> **INSTRUCTION**: Give the lines again exactly, from the one holding "Drop a pin on the white picture" to the last line of the listing below, both ends included and nothing added.
::::
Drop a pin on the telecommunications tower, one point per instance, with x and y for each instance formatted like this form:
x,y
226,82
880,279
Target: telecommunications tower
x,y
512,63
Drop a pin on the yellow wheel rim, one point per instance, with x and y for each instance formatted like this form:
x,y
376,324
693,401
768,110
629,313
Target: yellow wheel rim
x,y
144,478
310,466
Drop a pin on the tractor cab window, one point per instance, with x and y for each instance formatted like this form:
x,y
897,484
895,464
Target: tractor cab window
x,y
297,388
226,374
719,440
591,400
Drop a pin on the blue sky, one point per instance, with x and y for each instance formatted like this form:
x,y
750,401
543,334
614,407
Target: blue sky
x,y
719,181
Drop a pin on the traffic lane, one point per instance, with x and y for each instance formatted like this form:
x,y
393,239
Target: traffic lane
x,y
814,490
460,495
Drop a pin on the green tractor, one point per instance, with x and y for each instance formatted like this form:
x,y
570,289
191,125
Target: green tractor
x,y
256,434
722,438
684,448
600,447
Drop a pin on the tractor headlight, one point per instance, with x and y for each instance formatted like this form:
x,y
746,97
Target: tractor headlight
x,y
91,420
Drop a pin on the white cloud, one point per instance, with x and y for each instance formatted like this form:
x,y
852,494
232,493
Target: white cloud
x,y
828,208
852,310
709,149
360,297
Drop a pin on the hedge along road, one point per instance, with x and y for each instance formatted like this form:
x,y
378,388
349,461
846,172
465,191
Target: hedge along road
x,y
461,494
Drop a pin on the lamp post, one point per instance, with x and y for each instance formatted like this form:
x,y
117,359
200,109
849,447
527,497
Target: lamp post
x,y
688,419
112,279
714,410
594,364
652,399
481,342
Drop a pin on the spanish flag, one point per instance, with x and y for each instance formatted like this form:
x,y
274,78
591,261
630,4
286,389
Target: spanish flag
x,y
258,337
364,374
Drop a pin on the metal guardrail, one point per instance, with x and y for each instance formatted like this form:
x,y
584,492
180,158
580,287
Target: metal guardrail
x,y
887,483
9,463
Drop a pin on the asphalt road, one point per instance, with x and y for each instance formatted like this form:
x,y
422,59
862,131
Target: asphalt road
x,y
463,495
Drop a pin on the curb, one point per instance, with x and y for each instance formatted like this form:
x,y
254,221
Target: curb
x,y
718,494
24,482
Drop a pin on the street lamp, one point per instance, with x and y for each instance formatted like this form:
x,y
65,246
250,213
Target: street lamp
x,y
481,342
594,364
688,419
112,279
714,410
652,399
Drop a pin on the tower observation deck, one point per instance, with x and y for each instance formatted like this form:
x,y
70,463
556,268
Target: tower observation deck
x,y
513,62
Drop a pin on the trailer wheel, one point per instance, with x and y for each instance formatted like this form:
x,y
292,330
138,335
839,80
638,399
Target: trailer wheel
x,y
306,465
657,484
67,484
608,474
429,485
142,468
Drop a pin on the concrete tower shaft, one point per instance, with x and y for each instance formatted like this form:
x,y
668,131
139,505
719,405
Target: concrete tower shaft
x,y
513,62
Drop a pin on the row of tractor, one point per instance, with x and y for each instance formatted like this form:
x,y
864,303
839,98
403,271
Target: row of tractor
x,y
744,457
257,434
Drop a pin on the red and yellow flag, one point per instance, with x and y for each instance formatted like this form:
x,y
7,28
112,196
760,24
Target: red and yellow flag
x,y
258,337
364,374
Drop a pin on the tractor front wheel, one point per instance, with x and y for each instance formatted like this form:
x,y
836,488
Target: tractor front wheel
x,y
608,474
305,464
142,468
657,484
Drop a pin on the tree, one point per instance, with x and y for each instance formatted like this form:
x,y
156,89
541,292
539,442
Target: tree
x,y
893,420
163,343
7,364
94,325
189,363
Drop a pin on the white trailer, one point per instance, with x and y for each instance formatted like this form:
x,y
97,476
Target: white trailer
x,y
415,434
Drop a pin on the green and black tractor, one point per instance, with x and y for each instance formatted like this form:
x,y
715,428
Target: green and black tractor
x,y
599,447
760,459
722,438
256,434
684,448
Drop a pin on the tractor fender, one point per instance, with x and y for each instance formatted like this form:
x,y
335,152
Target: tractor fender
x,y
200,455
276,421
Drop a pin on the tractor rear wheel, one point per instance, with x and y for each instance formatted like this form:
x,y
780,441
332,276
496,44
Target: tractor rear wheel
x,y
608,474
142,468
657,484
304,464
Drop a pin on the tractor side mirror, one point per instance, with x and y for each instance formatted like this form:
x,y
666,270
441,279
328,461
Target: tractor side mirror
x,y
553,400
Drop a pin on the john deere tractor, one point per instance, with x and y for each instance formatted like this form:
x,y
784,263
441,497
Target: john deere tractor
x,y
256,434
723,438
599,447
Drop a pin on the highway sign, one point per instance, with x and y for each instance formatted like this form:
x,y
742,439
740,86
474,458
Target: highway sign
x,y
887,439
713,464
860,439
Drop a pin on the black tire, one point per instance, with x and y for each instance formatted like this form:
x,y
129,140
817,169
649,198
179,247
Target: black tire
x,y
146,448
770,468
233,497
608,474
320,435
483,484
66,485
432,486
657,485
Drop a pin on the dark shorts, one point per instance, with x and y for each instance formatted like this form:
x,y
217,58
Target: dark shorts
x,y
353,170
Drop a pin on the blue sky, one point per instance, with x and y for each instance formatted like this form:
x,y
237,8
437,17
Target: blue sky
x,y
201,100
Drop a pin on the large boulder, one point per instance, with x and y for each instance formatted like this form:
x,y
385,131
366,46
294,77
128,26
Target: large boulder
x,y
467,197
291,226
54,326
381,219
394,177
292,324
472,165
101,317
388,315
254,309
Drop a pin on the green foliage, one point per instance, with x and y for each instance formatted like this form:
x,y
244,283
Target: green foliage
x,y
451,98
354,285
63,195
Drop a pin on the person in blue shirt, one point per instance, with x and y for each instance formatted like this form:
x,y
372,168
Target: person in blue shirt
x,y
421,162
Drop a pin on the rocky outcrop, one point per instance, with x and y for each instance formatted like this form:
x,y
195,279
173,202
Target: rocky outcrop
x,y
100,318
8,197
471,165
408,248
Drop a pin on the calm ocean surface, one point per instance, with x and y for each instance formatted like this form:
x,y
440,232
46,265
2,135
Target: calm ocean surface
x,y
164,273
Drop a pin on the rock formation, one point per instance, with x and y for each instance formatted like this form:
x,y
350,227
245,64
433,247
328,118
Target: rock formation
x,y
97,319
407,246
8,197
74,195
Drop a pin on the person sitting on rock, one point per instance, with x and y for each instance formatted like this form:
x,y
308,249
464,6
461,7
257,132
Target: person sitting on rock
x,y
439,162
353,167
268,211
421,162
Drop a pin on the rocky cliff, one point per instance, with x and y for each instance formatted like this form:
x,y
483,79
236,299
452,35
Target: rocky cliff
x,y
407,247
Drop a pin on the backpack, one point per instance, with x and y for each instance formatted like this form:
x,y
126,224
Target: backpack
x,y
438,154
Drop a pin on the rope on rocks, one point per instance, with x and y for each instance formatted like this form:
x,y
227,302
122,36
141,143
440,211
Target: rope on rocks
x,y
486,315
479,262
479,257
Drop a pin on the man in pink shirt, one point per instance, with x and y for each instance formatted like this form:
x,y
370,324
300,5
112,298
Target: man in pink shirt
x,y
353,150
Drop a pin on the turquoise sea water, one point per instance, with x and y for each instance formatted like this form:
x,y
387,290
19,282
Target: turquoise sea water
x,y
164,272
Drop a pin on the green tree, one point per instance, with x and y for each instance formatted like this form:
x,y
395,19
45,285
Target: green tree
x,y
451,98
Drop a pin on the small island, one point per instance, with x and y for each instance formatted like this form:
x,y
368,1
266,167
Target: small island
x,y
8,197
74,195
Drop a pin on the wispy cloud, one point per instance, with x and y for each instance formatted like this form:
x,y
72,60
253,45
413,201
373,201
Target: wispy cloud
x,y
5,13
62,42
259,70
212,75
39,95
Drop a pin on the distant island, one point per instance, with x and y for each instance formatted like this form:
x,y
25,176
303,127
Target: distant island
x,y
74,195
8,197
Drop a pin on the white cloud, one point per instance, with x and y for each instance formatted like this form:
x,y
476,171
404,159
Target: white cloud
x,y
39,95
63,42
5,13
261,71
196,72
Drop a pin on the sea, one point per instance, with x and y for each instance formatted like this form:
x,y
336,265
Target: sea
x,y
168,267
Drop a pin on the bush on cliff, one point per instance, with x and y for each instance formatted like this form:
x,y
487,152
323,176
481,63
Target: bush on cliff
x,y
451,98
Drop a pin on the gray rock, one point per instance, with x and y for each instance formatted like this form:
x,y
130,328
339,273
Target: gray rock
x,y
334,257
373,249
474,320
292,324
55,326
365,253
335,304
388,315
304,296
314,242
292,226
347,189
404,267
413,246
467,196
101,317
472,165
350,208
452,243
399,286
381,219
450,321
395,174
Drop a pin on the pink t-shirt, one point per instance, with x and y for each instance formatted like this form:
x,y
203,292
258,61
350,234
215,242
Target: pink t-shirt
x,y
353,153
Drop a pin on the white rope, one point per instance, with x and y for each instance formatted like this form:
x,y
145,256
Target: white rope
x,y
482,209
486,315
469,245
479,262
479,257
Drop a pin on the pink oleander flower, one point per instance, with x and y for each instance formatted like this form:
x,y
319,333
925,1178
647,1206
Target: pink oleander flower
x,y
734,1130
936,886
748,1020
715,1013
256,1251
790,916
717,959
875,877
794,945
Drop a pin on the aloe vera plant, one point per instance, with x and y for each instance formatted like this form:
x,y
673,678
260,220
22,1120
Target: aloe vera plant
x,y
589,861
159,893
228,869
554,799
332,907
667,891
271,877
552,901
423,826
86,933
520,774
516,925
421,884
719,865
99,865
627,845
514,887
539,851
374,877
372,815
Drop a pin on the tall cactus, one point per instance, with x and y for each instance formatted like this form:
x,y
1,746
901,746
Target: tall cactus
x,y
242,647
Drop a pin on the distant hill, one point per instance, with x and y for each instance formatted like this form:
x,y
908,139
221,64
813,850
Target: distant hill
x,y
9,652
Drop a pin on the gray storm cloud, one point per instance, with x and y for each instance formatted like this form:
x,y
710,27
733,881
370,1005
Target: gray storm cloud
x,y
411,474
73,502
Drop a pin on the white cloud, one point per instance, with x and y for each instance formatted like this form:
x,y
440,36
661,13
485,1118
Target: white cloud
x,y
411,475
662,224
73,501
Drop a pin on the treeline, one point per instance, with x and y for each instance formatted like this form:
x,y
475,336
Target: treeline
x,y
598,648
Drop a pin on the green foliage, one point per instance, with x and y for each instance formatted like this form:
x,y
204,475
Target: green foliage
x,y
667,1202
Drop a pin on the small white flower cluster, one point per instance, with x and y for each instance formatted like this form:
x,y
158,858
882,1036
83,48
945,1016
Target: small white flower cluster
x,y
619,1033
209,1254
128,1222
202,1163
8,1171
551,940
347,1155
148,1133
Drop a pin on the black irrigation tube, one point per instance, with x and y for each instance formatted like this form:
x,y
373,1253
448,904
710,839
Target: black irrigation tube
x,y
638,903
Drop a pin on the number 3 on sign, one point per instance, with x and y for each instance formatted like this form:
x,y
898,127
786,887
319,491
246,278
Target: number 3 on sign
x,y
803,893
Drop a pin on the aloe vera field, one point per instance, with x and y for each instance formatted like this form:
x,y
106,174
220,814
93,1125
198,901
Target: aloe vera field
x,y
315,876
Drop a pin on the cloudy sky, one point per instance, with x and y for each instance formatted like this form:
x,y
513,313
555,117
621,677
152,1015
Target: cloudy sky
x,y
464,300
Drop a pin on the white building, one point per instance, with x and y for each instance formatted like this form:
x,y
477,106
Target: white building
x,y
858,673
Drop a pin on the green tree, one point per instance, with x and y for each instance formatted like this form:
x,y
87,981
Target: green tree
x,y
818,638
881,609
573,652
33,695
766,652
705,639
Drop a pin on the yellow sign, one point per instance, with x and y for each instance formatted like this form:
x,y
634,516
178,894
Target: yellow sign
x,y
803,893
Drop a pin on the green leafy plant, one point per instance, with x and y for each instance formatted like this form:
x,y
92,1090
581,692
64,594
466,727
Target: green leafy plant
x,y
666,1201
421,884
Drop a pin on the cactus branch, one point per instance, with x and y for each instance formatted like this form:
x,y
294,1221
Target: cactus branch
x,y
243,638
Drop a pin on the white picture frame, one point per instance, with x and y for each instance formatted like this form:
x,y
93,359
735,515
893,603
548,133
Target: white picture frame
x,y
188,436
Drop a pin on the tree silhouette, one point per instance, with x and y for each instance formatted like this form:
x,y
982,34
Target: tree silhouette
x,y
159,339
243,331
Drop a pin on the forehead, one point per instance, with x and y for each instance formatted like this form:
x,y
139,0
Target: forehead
::::
> **SOLUTION TO THIS EXERCISE**:
Drop a pin on the white picture frame, one point per instance, with x and y for each instance formatted like this form:
x,y
93,359
735,515
893,603
548,133
Target: white picture frame
x,y
188,436
Drop a pin on the tree silhouette, one point per instance, with x and y for each instance formatted like this form:
x,y
982,34
Target: tree silhouette
x,y
159,339
243,331
Drop a pin on the forehead, one point per instance, with x and y for each instance formatted like this form:
x,y
139,0
Target: forehead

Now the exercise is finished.